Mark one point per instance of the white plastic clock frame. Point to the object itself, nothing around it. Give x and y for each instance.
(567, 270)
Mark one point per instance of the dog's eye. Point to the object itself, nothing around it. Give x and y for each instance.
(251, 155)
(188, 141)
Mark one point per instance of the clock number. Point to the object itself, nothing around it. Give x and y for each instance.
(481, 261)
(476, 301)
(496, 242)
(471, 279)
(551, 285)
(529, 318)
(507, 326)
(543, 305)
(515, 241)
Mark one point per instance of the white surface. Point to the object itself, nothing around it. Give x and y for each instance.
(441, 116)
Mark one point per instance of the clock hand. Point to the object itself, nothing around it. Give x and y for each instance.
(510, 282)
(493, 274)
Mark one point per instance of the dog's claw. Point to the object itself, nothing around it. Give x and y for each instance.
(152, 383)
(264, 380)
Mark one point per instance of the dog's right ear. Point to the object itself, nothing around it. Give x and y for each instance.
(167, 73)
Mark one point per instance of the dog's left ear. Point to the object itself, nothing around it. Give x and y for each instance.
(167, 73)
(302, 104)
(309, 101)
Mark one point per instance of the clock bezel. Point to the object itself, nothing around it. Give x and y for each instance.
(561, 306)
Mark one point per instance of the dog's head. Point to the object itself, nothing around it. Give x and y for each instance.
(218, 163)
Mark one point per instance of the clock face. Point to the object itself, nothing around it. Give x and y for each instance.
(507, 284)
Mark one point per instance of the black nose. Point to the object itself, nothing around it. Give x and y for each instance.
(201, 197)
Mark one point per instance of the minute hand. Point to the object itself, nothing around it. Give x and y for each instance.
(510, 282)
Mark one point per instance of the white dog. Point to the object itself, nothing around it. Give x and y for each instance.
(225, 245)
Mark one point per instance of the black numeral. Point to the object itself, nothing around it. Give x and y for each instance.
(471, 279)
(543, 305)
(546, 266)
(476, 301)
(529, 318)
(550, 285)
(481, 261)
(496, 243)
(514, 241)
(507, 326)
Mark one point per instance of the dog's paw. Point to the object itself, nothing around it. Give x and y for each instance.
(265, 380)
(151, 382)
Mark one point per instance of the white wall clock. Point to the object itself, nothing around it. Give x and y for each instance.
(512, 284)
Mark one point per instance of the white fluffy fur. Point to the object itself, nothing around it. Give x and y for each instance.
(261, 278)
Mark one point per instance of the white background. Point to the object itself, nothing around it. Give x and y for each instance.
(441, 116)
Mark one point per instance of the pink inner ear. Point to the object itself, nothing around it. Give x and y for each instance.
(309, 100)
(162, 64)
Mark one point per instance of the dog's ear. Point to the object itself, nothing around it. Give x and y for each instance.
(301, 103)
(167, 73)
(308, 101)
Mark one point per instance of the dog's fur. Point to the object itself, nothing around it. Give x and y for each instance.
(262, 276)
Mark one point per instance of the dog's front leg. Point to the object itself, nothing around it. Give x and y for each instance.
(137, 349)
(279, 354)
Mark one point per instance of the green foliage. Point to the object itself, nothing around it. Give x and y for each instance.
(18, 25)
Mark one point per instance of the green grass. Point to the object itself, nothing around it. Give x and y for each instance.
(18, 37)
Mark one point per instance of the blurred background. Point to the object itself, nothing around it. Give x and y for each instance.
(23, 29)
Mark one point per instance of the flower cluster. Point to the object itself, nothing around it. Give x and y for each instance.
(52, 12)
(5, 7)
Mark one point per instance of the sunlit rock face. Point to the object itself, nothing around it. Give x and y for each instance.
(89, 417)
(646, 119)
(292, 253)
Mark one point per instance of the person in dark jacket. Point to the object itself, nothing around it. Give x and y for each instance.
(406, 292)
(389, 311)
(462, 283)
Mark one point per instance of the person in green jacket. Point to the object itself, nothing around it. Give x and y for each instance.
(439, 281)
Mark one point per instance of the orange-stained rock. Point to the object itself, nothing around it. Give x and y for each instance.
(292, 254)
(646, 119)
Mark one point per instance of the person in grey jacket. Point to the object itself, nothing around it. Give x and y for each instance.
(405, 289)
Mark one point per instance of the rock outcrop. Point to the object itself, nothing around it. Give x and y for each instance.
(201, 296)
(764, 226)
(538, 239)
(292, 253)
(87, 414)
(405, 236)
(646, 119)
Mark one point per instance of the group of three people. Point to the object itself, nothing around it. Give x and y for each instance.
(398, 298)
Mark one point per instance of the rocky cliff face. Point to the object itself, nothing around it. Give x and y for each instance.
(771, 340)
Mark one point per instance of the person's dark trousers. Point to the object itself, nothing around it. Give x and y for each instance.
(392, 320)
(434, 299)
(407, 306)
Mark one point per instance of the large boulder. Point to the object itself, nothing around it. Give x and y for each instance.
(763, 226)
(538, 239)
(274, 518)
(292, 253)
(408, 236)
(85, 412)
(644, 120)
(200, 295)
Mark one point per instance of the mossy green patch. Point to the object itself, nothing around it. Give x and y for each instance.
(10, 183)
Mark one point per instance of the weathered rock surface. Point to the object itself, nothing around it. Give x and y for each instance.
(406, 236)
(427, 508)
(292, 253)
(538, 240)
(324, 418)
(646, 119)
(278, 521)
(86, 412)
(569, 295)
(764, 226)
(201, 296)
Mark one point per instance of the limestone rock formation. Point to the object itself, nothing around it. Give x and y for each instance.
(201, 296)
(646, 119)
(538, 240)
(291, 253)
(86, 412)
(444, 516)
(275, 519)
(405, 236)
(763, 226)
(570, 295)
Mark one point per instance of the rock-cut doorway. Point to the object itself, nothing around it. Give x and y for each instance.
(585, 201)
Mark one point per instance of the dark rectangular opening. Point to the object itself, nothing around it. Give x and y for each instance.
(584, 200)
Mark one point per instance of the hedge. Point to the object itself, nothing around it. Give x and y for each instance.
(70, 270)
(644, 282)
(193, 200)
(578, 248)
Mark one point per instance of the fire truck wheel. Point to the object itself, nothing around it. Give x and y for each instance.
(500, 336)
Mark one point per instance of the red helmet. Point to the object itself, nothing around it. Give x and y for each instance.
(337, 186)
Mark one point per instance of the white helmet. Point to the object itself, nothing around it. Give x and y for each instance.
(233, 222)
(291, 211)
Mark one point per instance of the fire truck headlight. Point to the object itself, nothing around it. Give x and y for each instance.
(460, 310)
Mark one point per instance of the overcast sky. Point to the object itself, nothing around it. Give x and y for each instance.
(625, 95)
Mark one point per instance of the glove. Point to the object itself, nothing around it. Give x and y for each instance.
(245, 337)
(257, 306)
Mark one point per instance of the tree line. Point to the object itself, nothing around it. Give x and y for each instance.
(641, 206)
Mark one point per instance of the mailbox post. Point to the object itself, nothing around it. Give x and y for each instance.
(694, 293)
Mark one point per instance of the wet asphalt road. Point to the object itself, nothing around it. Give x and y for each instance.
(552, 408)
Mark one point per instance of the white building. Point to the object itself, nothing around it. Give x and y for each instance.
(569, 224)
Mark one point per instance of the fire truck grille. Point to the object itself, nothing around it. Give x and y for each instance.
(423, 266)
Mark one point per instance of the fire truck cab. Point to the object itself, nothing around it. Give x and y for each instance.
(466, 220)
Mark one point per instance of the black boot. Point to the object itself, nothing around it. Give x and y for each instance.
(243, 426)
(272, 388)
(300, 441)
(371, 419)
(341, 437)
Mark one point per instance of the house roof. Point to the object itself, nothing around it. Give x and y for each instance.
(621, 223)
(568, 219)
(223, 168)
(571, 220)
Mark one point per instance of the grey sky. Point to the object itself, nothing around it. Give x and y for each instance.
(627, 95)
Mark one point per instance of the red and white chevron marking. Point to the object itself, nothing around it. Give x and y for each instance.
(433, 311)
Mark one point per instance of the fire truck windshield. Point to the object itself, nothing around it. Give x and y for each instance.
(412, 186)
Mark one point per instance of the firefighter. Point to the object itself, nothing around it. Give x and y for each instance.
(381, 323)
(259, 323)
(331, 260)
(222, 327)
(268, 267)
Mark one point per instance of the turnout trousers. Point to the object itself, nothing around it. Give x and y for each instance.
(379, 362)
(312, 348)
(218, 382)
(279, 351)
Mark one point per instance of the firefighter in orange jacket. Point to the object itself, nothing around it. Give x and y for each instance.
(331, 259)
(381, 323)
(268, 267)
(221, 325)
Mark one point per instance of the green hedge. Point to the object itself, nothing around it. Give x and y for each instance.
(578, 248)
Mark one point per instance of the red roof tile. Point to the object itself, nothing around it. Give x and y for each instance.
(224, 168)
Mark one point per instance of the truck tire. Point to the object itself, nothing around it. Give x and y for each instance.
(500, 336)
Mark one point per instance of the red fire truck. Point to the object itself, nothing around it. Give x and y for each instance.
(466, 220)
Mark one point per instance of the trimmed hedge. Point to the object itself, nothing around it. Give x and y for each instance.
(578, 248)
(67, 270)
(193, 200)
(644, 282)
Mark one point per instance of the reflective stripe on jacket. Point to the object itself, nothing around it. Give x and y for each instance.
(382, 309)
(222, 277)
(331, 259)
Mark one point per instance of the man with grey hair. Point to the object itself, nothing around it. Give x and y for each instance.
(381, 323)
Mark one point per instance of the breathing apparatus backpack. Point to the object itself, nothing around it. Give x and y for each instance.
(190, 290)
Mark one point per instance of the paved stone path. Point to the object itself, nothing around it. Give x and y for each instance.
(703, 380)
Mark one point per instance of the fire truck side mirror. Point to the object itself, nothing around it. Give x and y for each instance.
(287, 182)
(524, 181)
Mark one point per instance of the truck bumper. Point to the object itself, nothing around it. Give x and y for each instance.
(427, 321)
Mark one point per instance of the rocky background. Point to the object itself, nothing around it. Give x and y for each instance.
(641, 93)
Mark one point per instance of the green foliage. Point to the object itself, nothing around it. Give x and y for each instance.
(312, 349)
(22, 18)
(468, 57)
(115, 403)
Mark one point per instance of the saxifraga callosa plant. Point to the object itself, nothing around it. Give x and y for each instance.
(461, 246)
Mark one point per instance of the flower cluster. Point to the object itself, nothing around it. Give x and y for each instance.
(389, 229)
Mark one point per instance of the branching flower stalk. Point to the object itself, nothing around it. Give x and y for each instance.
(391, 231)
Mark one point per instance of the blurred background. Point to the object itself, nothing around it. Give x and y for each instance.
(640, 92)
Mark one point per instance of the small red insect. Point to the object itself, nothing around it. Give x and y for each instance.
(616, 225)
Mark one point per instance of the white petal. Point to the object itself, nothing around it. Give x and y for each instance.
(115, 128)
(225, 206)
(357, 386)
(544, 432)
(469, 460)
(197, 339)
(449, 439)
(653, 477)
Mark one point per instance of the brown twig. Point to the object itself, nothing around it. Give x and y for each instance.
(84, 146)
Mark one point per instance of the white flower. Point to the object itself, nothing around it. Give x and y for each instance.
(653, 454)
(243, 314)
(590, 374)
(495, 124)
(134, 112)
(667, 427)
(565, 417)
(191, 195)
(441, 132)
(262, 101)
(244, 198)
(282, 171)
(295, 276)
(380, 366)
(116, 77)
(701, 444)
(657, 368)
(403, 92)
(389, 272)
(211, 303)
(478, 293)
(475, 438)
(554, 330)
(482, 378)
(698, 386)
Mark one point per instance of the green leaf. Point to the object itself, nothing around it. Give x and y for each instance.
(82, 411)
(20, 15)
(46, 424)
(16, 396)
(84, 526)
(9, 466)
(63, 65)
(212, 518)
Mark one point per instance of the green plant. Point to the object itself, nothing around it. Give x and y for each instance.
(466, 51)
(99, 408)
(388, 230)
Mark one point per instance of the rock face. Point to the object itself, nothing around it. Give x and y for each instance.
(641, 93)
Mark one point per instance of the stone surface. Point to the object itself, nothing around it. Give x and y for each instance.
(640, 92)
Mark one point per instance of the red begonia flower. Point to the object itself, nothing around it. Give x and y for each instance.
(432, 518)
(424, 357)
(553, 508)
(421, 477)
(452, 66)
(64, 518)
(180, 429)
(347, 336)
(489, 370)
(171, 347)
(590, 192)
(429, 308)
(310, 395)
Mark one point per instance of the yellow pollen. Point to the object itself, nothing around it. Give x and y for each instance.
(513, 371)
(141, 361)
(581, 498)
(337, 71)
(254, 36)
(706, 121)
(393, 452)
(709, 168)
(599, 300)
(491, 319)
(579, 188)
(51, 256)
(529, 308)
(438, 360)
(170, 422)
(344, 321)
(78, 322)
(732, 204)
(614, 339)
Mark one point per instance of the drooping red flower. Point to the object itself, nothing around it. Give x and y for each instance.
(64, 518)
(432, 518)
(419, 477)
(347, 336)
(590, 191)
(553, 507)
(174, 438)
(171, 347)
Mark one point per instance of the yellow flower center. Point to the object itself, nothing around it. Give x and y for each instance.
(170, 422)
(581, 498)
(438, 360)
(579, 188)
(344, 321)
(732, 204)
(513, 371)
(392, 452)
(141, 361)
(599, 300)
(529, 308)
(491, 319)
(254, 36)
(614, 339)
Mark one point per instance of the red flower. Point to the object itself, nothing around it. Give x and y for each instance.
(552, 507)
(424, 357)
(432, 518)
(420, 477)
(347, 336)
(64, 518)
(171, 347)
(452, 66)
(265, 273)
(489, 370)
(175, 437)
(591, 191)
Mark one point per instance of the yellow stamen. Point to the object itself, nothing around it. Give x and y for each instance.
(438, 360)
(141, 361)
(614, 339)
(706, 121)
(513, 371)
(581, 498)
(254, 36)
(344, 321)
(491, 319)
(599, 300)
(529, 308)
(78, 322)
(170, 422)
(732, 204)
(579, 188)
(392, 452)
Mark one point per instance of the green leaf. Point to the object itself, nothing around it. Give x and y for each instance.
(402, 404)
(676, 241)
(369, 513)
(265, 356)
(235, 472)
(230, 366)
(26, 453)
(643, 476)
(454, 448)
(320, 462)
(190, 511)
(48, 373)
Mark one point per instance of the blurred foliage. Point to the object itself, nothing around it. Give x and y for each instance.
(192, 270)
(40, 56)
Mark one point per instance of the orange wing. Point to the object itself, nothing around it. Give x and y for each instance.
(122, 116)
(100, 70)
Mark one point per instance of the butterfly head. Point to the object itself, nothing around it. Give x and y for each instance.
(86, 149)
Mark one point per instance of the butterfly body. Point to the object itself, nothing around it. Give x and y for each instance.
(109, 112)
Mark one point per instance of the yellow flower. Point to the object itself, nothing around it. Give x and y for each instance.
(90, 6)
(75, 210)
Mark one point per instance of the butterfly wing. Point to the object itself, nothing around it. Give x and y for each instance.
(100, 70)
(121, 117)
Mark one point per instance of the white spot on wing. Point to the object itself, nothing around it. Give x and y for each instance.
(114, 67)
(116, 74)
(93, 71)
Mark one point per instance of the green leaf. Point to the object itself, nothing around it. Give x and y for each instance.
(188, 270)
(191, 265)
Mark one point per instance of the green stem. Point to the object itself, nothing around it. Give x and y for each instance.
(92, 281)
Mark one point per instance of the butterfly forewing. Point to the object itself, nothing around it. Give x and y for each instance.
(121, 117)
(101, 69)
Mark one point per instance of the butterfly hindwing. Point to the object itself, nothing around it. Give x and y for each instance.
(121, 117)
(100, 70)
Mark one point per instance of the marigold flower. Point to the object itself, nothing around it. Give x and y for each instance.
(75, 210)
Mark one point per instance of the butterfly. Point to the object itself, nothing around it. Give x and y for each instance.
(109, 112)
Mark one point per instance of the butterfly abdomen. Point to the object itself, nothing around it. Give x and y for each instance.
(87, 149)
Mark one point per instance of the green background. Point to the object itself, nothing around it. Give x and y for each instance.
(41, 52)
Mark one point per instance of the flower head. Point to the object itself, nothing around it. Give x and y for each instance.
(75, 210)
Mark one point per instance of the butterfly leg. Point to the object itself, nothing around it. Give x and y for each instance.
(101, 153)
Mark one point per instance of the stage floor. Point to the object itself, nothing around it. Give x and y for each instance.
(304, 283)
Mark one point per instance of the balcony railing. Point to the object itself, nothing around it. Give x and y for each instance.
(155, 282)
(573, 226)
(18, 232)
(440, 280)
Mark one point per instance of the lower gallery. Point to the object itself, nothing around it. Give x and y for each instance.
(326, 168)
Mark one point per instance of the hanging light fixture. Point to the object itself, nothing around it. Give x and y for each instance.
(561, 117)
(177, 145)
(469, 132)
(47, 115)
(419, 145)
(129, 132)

_Work instructions_.
Only the lines from the one containing "Mark one point per instance of the butterfly." through the end of the material should be reproduced, exactly, with both ends included.

_Response to the exercise_.
Mark one point per instance of the butterfly. Point to the object itself, nothing around it. Give x and y for each instance.
(109, 112)
Mark one point per instance of the butterfly abdomen. Point to the object itself, nothing around it. Give x and y for each instance.
(87, 149)
Mark one point per instance of the green background. Point to the object itself, nothing around it. Give x and y for each instance.
(41, 52)
Mark one point per instance of the flower head. Point to the object itself, nothing around it. Give x and y for each instance.
(75, 210)
Mark one point per instance of the butterfly leg. Point to the object itself, nothing around it. Give x and y for each instance.
(101, 153)
Mark one point per instance of the stage floor. Point to the object itself, nothing around it. Give x and y for each instance.
(304, 283)
Mark one point per instance of the balcony railing. Point to the object itself, nothing around it. Give x and y for each instance.
(155, 282)
(573, 226)
(18, 232)
(440, 280)
Mark one point per instance of the lower gallery. Point to the object itself, nothing around it. Give x and y for each instance.
(326, 168)
Mark one point per instance of the hanging light fixture. Point to the object itself, nothing around it. Give x and y for each instance.
(561, 117)
(177, 145)
(469, 132)
(47, 115)
(419, 145)
(129, 132)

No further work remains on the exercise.